**Article:**
#####
Wednesday, March 24, 2021

If Everything Is Racial, Nothing is Racial

I recently started reading Doug Wilson's blog, cleverly named "Blog & Mablog". He had a post on recent current events, two shootings which occurred within days of each other, one in Atlanta and one in Boulder, CO. Two things that were immediately brought to the fore-front of the national discussion were the predictably tired overtures about gun-control, but this time around we also had a significant racial commentary. Both were knee-jerkingly blamed on 'white supremacy' when it appears that neither really had anything to do with white supremacy (the Boulder shooter, for example, wasn't even 'white'). Anyway, to Doug Wilson's comment that made me think:

"We have a problem, and the problem is one of hyperinflation. If accusations of racism came in a currency like papiermark, and they do, what it amounts to is that we have so much of it sitting around in piles now that it is worth nothing anymore. The printing presses are hot, and you can't even buy a paper clip with paper currency anymore. Being a racist today is like becoming a millionaire in the Weimar Republic." (Strunk & White Supremacy)

In other words, if everything that happens is labeled by race, or framed in terms of racism, then nothing is about race or is racist. The terms, by sheer volume of usage, lose their meaning and importance altogether. This is happening with all sorts of things in our culture and only gets worse and worse the more we allow the elites and mass media divide up the people into 'us vs. them'. The peddlers of 'everything is about race and racism' used to be confined to a small group of race-baiters, with their primary spokesmen being Al Sharpton and Jesse Jackson. Now you have entire media outlets dedicated to fueling this rhetorical dumpster fire, eager for the clicks and views of a nation divided on false premises. The great majority have tuned it out, though some have chosen to wrap their identities around it, eager to play the victim and urged on by media and academia.
#####
**Point labeling examples:**
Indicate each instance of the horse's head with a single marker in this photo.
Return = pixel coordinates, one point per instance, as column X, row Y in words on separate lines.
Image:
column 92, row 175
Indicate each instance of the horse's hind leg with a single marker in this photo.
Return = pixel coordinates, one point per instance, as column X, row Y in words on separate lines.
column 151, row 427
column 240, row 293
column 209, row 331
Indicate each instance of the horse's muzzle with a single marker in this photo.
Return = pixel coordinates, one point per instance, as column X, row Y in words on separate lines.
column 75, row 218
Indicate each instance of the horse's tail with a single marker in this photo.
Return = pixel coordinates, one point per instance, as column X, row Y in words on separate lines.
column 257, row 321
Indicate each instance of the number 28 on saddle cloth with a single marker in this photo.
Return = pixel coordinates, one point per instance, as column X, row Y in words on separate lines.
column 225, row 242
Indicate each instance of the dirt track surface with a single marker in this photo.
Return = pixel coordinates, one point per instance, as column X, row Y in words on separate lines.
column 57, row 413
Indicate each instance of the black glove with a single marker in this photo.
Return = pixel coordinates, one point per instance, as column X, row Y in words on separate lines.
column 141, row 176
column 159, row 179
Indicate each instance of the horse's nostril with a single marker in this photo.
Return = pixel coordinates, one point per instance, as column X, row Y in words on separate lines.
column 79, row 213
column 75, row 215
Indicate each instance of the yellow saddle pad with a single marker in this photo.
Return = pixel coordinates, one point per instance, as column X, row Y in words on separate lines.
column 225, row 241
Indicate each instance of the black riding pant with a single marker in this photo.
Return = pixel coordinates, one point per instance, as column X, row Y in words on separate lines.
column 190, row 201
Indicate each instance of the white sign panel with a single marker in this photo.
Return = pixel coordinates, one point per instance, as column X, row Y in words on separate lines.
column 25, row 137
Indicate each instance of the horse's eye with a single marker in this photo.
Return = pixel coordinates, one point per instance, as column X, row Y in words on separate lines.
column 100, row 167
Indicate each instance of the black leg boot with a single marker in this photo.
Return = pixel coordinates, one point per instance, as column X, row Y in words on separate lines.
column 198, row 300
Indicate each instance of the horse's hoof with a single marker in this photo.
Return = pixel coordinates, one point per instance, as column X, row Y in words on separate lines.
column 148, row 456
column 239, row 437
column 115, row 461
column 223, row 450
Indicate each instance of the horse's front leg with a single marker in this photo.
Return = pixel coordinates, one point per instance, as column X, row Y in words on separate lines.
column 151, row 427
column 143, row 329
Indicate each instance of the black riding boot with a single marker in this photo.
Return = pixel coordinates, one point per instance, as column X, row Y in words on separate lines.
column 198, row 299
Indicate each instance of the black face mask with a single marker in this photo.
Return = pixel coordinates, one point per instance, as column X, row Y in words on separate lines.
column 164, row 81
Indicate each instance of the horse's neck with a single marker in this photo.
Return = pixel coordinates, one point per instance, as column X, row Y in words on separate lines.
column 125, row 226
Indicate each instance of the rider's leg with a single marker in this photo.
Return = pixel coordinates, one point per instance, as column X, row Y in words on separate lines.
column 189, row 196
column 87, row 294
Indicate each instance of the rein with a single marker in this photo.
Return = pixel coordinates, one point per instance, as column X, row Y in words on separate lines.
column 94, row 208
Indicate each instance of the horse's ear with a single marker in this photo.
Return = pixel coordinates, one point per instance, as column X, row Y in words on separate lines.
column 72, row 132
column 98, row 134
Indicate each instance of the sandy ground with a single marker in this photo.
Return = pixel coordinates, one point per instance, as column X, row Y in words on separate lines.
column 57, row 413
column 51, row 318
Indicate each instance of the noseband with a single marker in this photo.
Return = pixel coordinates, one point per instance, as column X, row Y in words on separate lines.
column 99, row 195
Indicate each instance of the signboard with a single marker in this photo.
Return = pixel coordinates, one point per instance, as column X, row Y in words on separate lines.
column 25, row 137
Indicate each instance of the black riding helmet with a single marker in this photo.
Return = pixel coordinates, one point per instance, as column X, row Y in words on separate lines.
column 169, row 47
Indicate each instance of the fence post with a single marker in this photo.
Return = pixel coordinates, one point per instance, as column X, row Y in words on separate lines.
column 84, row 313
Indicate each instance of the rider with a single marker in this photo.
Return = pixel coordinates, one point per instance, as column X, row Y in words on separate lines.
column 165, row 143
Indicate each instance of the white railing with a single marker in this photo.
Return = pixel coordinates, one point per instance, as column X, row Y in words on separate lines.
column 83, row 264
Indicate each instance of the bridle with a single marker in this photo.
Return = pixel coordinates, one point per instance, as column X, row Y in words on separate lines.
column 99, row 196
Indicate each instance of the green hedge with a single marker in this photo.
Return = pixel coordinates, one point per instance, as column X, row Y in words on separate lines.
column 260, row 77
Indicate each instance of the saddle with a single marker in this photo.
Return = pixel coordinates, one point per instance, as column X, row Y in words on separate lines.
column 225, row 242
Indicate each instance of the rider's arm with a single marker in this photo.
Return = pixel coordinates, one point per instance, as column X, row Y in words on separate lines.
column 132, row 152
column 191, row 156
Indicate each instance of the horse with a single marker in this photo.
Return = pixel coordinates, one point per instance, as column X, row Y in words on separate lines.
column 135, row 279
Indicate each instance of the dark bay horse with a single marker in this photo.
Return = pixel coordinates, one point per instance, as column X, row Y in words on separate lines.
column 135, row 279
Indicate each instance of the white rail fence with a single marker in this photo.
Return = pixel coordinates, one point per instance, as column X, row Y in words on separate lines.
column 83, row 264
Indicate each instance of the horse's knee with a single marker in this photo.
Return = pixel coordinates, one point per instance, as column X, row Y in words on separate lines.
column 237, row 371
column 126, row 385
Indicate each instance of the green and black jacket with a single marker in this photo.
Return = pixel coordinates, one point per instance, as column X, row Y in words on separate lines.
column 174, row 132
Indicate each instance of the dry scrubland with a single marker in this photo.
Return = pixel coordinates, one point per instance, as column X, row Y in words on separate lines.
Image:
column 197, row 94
#####
**Your objective:**
Answer these questions about the blog post above:
1. In which two places did the shootings discussed in the post occur?
2. What is the name of Doug Wilson's blog?
3. Whom does the post name as the primary spokesmen for the small group of race-baiters?

**Completed exercise:**
1. Atlanta and Boulder, CO.
2. "Blog & Mablog".
3. Al Sharpton and Jesse Jackson.